TO DO
Locate the line that contains "Where can the red craps", then copy it and all later lines of the data below exactly, through the last one.

SUPPLIED INFORMATION

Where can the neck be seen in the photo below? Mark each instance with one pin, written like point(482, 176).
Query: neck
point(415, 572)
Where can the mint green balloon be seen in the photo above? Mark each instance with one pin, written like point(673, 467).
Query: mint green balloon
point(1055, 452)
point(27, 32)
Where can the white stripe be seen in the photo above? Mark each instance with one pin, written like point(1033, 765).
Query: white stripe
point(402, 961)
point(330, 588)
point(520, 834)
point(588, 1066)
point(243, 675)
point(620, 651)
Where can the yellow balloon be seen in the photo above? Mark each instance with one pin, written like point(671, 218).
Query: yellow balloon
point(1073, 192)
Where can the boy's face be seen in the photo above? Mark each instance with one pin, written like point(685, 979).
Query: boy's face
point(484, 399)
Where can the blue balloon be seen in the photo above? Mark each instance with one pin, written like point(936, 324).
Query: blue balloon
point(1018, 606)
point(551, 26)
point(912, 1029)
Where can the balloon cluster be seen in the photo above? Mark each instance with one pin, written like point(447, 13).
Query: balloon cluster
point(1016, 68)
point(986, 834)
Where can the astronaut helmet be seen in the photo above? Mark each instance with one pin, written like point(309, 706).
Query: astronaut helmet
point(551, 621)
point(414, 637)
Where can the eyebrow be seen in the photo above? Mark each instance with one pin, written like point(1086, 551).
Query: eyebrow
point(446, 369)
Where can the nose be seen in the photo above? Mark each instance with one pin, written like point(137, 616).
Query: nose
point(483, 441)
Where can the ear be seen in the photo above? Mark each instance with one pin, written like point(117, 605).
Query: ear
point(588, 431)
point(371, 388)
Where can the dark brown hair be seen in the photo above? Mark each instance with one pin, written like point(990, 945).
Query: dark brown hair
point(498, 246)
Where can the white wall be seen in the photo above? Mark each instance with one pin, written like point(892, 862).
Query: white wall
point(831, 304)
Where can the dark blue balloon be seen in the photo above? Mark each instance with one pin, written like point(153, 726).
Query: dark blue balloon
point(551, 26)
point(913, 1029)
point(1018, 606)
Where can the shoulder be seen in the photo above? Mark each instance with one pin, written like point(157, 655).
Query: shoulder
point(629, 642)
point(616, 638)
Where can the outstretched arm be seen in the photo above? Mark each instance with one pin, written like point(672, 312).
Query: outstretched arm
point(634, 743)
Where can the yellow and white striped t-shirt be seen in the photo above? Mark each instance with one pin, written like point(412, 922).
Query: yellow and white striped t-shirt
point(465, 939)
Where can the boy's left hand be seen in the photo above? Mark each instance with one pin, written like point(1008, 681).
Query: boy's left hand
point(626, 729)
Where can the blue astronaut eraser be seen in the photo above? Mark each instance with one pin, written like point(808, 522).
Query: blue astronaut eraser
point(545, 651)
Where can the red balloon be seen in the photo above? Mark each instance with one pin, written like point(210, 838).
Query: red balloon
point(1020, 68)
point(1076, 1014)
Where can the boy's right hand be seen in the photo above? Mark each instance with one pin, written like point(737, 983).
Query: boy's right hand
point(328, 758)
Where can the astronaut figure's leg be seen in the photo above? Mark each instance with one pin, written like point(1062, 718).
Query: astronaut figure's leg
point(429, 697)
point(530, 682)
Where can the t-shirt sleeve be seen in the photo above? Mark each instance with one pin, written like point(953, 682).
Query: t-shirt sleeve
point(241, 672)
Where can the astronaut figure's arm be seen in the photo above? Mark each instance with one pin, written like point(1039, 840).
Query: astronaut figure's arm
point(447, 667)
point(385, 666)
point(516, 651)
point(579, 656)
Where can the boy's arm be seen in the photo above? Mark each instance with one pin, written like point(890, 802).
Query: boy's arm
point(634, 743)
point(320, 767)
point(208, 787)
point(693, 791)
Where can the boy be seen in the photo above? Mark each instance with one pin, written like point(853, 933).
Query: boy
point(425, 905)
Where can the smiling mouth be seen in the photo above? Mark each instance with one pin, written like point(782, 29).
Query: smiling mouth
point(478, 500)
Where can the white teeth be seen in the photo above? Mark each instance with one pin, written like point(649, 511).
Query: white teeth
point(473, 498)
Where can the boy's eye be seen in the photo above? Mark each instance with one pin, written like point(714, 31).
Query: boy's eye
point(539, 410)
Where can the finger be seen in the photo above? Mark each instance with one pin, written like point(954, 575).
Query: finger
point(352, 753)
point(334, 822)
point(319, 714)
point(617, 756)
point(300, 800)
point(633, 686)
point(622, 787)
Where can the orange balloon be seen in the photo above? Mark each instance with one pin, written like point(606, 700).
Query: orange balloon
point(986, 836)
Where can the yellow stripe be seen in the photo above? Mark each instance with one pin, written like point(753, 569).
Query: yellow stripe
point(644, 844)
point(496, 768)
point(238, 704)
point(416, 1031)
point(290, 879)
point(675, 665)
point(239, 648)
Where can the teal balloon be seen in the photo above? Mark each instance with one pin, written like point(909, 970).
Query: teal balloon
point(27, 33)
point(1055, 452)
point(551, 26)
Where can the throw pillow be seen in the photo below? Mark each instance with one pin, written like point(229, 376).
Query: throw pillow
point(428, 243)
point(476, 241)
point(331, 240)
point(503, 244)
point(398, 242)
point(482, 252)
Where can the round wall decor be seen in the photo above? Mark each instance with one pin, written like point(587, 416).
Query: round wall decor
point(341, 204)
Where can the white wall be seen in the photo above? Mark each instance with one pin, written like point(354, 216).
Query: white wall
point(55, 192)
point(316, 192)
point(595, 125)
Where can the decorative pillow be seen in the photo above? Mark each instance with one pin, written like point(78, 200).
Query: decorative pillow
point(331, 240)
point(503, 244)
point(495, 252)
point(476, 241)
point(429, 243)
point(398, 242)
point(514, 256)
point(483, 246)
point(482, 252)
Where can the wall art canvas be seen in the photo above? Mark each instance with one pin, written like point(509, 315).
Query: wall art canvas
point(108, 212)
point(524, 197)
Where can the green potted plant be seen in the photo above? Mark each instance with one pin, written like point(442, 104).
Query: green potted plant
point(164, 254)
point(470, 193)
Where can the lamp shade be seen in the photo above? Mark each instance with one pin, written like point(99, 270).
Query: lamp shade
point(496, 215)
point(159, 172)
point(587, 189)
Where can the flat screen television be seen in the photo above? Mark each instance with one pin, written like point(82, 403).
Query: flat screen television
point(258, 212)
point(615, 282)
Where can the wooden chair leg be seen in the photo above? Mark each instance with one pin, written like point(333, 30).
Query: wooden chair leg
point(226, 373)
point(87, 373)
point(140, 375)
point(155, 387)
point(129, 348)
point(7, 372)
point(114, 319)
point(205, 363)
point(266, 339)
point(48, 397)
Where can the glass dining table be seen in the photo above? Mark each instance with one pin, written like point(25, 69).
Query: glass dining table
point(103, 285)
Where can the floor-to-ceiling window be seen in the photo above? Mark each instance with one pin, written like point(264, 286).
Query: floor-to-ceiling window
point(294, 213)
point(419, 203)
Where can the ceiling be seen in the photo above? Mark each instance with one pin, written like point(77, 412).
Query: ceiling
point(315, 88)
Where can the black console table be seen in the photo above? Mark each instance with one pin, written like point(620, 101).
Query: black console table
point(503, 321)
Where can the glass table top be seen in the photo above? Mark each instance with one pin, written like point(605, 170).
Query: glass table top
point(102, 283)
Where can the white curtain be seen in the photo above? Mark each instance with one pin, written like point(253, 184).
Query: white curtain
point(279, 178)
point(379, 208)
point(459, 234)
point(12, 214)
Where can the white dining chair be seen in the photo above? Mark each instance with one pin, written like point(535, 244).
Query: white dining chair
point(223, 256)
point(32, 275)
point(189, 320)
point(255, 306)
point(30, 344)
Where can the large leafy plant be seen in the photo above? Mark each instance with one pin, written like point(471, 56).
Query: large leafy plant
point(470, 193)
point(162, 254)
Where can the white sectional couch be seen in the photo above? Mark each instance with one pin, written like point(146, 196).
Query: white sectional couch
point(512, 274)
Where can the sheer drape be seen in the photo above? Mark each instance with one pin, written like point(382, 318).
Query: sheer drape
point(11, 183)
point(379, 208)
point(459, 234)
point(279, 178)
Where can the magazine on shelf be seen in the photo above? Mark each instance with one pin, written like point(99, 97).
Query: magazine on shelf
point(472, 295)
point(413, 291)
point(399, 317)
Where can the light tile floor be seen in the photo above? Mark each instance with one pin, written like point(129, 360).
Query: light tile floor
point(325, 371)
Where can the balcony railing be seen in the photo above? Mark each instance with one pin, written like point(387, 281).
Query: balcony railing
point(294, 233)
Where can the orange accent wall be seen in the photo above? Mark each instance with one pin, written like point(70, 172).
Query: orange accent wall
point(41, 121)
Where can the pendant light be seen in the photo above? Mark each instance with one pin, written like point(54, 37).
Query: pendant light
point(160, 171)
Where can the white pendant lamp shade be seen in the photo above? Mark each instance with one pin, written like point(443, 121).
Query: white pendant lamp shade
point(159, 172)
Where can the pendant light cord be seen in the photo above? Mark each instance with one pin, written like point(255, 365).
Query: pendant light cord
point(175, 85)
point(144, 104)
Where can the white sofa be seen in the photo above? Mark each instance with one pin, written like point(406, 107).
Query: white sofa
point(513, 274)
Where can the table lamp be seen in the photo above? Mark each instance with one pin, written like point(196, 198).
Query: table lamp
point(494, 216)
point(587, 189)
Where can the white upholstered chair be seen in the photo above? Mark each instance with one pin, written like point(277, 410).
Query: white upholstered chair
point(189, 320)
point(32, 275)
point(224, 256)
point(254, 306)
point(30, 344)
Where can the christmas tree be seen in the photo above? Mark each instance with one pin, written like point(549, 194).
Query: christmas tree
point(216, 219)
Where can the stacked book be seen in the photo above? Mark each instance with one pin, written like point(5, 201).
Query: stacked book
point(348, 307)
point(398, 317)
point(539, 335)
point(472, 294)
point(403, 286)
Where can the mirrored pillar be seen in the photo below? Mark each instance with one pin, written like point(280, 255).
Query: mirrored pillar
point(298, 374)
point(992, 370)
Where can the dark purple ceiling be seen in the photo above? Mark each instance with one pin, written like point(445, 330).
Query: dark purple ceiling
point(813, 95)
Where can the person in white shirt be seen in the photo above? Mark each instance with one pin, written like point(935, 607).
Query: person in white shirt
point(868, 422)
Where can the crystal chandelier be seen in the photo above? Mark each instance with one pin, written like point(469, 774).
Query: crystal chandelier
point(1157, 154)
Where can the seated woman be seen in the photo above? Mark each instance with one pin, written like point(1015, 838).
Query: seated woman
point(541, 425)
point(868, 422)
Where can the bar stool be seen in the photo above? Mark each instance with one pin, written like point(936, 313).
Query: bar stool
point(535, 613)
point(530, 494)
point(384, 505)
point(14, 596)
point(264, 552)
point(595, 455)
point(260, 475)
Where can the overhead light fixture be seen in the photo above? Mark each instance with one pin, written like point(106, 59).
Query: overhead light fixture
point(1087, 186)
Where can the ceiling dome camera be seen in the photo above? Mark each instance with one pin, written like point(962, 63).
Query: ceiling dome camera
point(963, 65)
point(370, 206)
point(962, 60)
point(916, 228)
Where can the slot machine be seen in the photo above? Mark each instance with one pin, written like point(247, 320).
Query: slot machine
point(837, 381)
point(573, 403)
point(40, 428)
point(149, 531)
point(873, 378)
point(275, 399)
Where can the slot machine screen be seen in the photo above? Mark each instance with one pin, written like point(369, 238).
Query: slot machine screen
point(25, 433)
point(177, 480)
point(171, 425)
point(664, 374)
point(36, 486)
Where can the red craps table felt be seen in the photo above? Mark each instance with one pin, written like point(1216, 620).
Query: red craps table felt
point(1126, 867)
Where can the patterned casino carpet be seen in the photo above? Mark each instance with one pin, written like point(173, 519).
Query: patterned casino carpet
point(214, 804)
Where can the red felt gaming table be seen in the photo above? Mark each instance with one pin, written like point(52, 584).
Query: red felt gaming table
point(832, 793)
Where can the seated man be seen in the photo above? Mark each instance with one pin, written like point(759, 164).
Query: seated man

EXERCISE ANSWER
Where can the red craps table felt be seen in the photo above? Mark each instance with one pin, written like point(1216, 620).
Query: red craps table felt
point(1126, 867)
Where can the patterned casino carpet be seen in the photo above? Mark each instance with one pin, written like point(173, 519).
Query: patterned casino carpet
point(214, 804)
Where can the red felt gaming table be seen in the photo above? Mark each instance with one pin, written like point(52, 584).
Query: red felt gaming table
point(832, 793)
Where can the seated man be seen in the photo above? Mark each instance with one pin, written like point(759, 164).
Query: seated man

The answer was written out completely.